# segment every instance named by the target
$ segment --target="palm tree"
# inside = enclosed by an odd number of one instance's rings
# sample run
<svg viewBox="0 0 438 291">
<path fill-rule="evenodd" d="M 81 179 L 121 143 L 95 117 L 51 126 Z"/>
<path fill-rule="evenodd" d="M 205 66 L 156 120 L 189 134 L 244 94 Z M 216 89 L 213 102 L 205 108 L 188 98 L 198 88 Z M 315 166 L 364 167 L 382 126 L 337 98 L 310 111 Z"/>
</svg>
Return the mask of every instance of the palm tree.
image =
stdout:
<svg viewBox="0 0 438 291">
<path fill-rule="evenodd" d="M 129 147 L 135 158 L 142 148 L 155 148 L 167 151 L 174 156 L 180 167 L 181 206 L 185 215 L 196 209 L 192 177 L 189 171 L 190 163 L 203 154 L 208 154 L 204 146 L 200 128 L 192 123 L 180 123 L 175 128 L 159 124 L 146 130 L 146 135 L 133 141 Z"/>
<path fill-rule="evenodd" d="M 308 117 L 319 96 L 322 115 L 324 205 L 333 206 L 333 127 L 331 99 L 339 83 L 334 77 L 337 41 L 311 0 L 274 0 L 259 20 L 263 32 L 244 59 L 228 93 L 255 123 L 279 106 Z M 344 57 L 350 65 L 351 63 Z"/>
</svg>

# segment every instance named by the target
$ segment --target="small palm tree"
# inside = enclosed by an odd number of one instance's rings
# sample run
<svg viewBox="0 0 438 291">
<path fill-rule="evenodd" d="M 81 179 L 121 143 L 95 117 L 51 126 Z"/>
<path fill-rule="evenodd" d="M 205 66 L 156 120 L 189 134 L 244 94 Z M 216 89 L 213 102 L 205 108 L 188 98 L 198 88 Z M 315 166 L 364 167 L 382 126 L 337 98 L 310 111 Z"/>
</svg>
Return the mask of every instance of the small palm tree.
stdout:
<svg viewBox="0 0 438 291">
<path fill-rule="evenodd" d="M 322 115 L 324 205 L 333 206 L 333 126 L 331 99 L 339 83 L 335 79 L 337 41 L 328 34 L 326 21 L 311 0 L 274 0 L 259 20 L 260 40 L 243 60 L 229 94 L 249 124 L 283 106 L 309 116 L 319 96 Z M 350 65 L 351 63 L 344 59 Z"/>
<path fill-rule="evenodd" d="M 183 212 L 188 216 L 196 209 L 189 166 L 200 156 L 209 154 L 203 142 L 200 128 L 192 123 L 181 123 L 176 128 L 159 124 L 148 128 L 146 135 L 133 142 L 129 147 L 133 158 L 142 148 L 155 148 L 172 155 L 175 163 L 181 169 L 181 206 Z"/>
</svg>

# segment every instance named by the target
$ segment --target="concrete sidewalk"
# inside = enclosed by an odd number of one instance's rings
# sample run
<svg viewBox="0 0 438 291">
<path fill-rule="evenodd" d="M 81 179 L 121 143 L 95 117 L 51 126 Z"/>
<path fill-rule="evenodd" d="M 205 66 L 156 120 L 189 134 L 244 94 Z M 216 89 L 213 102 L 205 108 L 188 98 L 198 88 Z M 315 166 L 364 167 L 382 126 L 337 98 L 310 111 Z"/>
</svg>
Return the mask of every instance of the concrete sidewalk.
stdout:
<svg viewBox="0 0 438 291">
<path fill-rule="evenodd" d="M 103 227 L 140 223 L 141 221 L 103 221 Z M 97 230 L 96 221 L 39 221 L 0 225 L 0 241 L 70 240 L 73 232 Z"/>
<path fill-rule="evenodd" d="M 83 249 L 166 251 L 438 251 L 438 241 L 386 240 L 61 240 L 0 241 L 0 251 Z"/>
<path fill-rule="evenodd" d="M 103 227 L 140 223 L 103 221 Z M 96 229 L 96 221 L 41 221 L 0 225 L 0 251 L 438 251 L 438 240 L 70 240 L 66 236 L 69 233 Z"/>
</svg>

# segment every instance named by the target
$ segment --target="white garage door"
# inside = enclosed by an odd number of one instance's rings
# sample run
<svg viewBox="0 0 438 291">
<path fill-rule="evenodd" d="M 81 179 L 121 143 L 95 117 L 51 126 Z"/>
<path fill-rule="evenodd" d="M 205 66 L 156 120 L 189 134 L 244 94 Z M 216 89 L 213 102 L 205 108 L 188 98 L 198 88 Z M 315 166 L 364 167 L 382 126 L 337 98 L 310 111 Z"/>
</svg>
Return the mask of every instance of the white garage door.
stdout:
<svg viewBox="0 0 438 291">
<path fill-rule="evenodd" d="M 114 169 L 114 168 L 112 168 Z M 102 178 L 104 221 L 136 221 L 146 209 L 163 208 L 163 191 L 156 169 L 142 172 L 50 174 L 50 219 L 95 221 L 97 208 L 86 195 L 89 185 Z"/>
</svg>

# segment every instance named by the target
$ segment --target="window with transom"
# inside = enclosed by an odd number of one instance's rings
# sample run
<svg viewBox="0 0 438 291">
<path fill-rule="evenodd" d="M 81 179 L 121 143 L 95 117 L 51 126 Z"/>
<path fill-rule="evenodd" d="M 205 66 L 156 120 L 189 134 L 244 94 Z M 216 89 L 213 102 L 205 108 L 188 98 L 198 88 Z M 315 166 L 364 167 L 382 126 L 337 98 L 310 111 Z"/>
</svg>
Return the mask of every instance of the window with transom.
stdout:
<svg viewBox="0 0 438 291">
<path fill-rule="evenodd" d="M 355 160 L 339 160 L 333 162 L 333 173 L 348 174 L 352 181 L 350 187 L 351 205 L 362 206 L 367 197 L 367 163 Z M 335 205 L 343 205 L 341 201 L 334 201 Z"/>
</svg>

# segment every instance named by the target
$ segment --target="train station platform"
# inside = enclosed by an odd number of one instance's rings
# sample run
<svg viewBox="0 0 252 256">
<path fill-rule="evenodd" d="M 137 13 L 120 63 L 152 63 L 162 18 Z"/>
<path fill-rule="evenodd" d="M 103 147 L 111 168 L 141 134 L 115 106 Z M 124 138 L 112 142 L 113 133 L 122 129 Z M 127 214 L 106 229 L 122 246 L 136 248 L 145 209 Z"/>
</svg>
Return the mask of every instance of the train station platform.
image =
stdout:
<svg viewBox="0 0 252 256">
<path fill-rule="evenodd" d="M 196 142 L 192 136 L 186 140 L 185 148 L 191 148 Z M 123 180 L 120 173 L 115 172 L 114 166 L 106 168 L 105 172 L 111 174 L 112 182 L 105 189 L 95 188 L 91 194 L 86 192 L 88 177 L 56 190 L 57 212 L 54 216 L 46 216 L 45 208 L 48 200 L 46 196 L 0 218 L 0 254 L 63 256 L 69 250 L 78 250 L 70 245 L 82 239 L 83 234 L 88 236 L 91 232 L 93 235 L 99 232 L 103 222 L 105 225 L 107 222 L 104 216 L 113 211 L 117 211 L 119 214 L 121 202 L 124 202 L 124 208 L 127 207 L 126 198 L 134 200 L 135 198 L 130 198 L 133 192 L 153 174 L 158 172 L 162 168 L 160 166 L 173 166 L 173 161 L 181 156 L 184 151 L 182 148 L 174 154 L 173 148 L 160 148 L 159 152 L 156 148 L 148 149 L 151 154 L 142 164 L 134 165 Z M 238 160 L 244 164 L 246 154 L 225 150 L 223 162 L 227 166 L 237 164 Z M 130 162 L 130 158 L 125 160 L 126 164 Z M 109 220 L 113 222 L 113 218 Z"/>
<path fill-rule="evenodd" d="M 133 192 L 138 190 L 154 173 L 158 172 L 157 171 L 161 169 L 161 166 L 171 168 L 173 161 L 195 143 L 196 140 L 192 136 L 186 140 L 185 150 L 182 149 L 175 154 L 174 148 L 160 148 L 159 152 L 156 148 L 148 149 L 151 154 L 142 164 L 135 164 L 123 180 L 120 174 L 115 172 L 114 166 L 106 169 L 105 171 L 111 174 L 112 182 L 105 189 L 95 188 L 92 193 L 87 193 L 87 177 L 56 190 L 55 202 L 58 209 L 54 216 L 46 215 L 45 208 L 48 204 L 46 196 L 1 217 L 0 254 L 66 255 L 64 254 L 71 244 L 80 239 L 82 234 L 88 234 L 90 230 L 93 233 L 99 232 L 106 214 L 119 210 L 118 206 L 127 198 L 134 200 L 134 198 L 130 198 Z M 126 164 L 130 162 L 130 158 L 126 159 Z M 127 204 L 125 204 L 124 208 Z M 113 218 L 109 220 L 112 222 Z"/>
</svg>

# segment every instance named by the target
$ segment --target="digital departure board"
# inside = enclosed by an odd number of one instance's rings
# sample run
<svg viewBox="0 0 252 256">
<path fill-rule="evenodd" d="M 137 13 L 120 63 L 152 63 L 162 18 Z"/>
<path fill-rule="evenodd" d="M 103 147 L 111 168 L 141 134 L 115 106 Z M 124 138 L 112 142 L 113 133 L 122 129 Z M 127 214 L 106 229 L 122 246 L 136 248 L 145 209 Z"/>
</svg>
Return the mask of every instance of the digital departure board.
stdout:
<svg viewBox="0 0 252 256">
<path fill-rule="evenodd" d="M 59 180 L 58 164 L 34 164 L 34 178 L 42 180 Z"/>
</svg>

**TASK DETAILS:** Select and copy each line of the records that contains the string "Return".

**REPLY TO THE EXERCISE:**
Return the mask of every instance of the palm tree.
Return the mask of every instance of the small palm tree.
Return the mask of every instance of the concrete sidewalk.
Return the mask of every instance of the white garage door.
Return the mask of every instance of the window with transom.
Return the mask of every instance of the train station platform.
Return the mask of every instance of the digital departure board.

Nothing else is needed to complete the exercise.